→ **作業内容**
下の一覧の全行を、空行を省いて一行ずつ番号付きリストに書き直すこと。

[ボックスラベル付けデータセットの行]
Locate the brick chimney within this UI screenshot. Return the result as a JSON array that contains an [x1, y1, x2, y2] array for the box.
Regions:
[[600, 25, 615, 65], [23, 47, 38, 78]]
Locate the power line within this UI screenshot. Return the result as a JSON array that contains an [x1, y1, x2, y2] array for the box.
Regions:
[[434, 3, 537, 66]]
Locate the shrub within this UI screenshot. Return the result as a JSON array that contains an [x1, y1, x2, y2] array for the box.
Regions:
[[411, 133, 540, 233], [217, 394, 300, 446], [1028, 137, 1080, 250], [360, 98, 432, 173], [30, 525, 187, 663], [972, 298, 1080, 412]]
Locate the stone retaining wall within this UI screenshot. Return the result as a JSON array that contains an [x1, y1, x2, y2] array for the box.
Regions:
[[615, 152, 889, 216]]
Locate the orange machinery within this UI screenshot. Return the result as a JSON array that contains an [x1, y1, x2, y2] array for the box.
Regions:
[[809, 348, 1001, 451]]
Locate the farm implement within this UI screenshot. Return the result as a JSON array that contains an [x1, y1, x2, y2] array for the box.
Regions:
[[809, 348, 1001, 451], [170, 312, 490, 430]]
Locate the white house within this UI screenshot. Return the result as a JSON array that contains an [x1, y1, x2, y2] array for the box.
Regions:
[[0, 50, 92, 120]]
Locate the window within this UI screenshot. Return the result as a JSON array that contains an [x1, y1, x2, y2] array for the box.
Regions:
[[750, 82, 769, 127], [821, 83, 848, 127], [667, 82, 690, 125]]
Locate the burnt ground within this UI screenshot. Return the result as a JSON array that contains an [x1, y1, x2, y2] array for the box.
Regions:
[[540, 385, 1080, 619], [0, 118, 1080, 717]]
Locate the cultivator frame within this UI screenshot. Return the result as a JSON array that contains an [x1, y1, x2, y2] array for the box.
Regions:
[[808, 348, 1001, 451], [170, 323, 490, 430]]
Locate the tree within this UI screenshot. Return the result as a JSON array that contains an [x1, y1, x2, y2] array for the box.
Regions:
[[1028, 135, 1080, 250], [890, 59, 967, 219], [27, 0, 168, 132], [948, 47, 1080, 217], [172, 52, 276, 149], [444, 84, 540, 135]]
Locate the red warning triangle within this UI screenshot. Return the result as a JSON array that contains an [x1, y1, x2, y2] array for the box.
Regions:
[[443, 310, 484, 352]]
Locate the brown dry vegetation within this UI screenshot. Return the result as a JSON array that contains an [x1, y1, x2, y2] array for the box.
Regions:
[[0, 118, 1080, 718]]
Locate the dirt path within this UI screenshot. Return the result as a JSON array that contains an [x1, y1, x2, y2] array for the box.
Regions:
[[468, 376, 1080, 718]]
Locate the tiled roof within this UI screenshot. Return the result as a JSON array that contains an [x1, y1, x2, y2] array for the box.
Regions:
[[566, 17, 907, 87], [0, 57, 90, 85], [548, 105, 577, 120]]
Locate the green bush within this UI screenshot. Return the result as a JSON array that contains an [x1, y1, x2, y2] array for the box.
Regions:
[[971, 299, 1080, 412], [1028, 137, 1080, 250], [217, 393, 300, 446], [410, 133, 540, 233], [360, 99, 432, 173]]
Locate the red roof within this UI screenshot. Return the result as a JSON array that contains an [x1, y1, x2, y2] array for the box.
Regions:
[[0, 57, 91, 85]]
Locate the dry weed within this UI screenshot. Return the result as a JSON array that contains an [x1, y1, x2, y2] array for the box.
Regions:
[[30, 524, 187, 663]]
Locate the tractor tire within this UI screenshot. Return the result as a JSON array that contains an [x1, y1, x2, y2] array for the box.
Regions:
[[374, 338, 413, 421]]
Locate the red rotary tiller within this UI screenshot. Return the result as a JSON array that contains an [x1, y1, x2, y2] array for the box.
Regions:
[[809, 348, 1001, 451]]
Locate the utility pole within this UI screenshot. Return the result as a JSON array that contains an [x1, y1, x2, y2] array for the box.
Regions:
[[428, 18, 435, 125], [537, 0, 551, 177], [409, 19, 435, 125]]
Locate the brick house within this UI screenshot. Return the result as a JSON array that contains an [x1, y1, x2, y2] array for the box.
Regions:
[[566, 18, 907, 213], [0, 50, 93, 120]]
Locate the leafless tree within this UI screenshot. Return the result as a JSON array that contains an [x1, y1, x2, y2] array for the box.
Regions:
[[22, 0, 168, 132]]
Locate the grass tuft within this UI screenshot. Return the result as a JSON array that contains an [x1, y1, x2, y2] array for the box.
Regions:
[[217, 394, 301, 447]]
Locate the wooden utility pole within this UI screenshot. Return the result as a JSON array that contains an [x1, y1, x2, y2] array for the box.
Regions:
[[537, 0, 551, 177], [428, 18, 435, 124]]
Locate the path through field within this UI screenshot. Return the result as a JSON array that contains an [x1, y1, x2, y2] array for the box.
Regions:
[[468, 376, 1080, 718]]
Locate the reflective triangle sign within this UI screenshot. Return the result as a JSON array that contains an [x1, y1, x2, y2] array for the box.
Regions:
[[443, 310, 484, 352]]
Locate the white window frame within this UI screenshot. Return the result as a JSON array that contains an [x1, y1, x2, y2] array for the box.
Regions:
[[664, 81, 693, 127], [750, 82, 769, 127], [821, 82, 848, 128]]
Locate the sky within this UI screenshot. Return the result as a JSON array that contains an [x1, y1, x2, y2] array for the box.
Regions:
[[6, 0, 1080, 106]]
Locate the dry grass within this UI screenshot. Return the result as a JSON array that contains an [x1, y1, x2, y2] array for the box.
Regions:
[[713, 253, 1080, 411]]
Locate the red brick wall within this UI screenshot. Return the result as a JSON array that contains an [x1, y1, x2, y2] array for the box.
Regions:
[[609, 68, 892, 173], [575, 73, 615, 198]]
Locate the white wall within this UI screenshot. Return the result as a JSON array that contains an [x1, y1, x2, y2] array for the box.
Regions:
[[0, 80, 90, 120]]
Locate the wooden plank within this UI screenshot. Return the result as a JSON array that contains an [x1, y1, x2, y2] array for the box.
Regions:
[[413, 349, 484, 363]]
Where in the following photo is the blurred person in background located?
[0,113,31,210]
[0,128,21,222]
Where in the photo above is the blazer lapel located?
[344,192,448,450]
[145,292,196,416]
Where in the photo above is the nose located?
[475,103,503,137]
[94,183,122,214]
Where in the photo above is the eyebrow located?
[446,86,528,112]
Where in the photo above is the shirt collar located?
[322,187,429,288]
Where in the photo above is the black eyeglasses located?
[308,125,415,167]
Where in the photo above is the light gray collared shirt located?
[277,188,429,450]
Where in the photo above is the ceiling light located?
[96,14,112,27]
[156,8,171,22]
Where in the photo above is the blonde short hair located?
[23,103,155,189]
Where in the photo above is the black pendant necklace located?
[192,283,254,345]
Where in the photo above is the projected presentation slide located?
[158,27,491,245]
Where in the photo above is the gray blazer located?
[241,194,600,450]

→ **作業結果**
1. Locate the brick chimney within this UI screenshot. Return the result as a JSON array that contains an [x1, y1, x2, y2] array for the box.
2. Regions:
3. [[600, 25, 615, 65], [23, 47, 38, 78]]
4. Locate the power line within this UI screenshot. Return the result as a JSON array that contains an [x1, y1, x2, y2] array for the box.
5. Regions:
6. [[434, 3, 537, 66]]
7. Locate the shrub within this UI screenshot. Return the result as a JSON array that contains an [x1, y1, x2, y2] array for the box.
8. Regions:
9. [[411, 133, 540, 233], [217, 394, 300, 446], [1028, 137, 1080, 250], [360, 98, 432, 173], [30, 525, 187, 663], [972, 298, 1080, 412]]
10. Locate the stone retaining wall within this UI screenshot. Return the result as a JSON array that contains an [x1, y1, x2, y2] array for the box.
11. Regions:
12. [[615, 152, 889, 216]]
13. Locate the orange machinery within this UI screenshot. Return the result as a JSON array that contains an [x1, y1, x2, y2] array for the box.
14. Regions:
15. [[809, 348, 1001, 451]]
16. Locate the farm implement within this UI screenshot. Return the result as a JSON array that contains an [x1, y1, x2, y2] array for the box.
17. Regions:
18. [[809, 348, 1001, 451], [170, 312, 490, 430]]
19. Locate the white house within this UI screenshot. Return the result as a JSON array that contains an [x1, y1, x2, y2] array for the box.
20. Regions:
21. [[0, 50, 92, 120]]
22. Locate the window within this UI screenshot. Return the result as a JSON array that contains an [x1, y1, x2, y2] array for the box.
23. Regions:
24. [[750, 82, 769, 127], [821, 83, 848, 127], [667, 82, 690, 125]]
25. Locate the burnt ground within this UI screenshot. Return the result as a JSON array that contains an [x1, y1, x2, y2] array for the box.
26. Regions:
27. [[540, 385, 1080, 619], [0, 118, 1080, 717]]
28. Locate the cultivator frame within this UI screenshot. Return the result as a JSON array that contains an [x1, y1, x2, y2] array for the box.
29. Regions:
30. [[808, 348, 1001, 451], [170, 323, 490, 430]]
31. Locate the tree within this UI screenshot. Return the result as a JSON array that contains an [x1, y1, x2, y2] array for the box.
32. Regions:
33. [[1028, 135, 1080, 250], [890, 59, 967, 219], [27, 0, 168, 132], [948, 47, 1080, 217], [172, 52, 276, 149], [444, 84, 540, 135]]
34. Locate the red warning triangle within this UI screenshot. Return the result as a JSON array that contains an [x1, y1, x2, y2] array for the box.
35. Regions:
36. [[443, 310, 484, 352]]
37. Locate the brown dry vegetation within this UI screenshot. Return the result as a JSON array that contains an [x1, y1, x2, y2] array for the box.
38. Regions:
39. [[0, 118, 1080, 718]]
40. Locate the dirt path within this UI screenshot. Return the result as a JSON array that contains an [x1, y1, x2, y2] array for the box.
41. Regions:
42. [[468, 376, 1080, 718]]
43. Locate the tiled roof within this UI screenshot. Return the result as a JSON array that contains an [x1, y1, x2, y2] array for the box.
44. Regions:
45. [[566, 17, 907, 87], [0, 57, 90, 85], [548, 105, 577, 120]]
46. Locate the green bush within this UI screenshot. Return the result as a JSON array that contains an [x1, y1, x2, y2] array for the box.
47. Regions:
48. [[971, 299, 1080, 412], [1028, 137, 1080, 250], [217, 393, 300, 446], [410, 133, 540, 233], [360, 99, 432, 173]]
49. Locate the red roof within this UI screenshot. Return the result as a JSON array that contains an [x1, y1, x2, y2] array for the box.
50. Regions:
51. [[0, 57, 91, 85]]
52. Locate the dry weed within this UI screenshot. Return the result as a JSON array that contains an [x1, y1, x2, y2] array for the box.
53. Regions:
54. [[30, 524, 187, 663]]
55. Locate the tractor tire within this UI screenshot. Return the result as a JSON array that contains an [x1, y1, x2, y2] array for the box.
56. Regions:
57. [[374, 338, 413, 421]]
58. Locate the red rotary tiller within this UI screenshot. Return the result as a JSON array that contains an [x1, y1, x2, y2] array for the box.
59. Regions:
60. [[809, 348, 1001, 451]]
61. Locate the utility pole within this UI screenshot. Return the result as a JSON array that contains an [x1, y1, x2, y2] array for the box.
62. Regions:
63. [[428, 18, 435, 125], [537, 0, 551, 177], [409, 19, 435, 125]]
64. Locate the brick house within this UI screenshot. Return the result as a JSON array that contains an [x1, y1, x2, y2] array for the box.
65. Regions:
66. [[566, 18, 907, 213], [0, 50, 93, 120]]
67. Locate the leafless tree within this UI screenshot. Return the result as a JSON array that contains an [x1, y1, x2, y2] array for the box.
68. Regions:
69. [[22, 0, 168, 132]]
70. Locate the grass tuft within this UI screenshot. Return the result as a JSON array that contains an [x1, y1, x2, y2] array for the box.
71. Regions:
72. [[217, 394, 301, 447]]
73. Locate the wooden utility pole within this UI screenshot. Return the result as a JSON array that contains an [x1, y1, x2, y2] array for the box.
74. Regions:
75. [[537, 0, 551, 177], [428, 18, 435, 124]]
76. Locate the path through field within this UI screenshot. Return the result as a JSON array that contains an [x1, y1, x2, y2] array for the box.
77. Regions:
78. [[468, 376, 1080, 718]]
79. Locate the reflective triangle sign within this UI screenshot. Return the result as a JSON array that contains an [x1, y1, x2, y2] array for the box.
80. Regions:
81. [[443, 310, 484, 352]]
82. Locate the white window frame within this UI screenshot. Return the result as a JSON array that contains an [x1, y1, x2, y2] array for the box.
83. Regions:
84. [[664, 81, 693, 127], [750, 82, 769, 127], [821, 82, 848, 128]]
85. Locate the sky within this UI screenshot. Return the result as a JSON array that contains an [x1, y1, x2, y2] array for the box.
86. Regions:
87. [[6, 0, 1080, 106]]
88. Locate the dry grass within this UI screenshot. Return the result as a JSON array that contains an [x1, y1, x2, y2] array for the box.
89. Regions:
90. [[713, 253, 1080, 411]]
91. Locate the red brick wall within this UI screenshot. Return the result as a JSON array that contains an [x1, y1, x2, y2] array for the box.
92. Regions:
93. [[609, 68, 892, 173], [575, 73, 615, 198]]
94. Locate the white wall within this UI screenshot. Return the result as a JSON array that contains an [x1, y1, x2, y2] array for the box.
95. Regions:
96. [[0, 80, 90, 120]]
97. Locate the wooden plank within this UI screenshot. Return the result as a JSON array that contains an [x1, y1, x2, y2] array for the box.
98. Regions:
99. [[413, 349, 484, 363]]
100. Where in the following photo is the blurred person in background located?
101. [0,113,31,210]
102. [0,128,21,222]
103. Where in the photo above is the blazer lapel located?
104. [344,192,448,450]
105. [145,292,196,416]
106. Where in the photo above is the nose located?
107. [475,103,503,137]
108. [94,183,122,214]
109. Where in the photo above is the eyebrow located?
110. [446,86,528,112]
111. Where in the photo above is the shirt collar located?
112. [322,187,429,288]
113. Where in the photo above is the black eyeglasses located?
114. [308,125,415,167]
115. Where in the photo above is the light gray collared shirt located?
116. [277,188,429,450]
117. Where in the photo above is the ceiling light located?
118. [96,14,112,27]
119. [156,8,171,22]
120. Where in the photo above is the blonde short hair located?
121. [23,103,155,189]
122. Where in the photo above is the black pendant necklace located?
123. [192,283,254,345]
124. Where in the photo above is the projected presentation slide located?
125. [158,27,491,245]
126. Where in the photo above is the gray blazer located?
127. [241,194,600,450]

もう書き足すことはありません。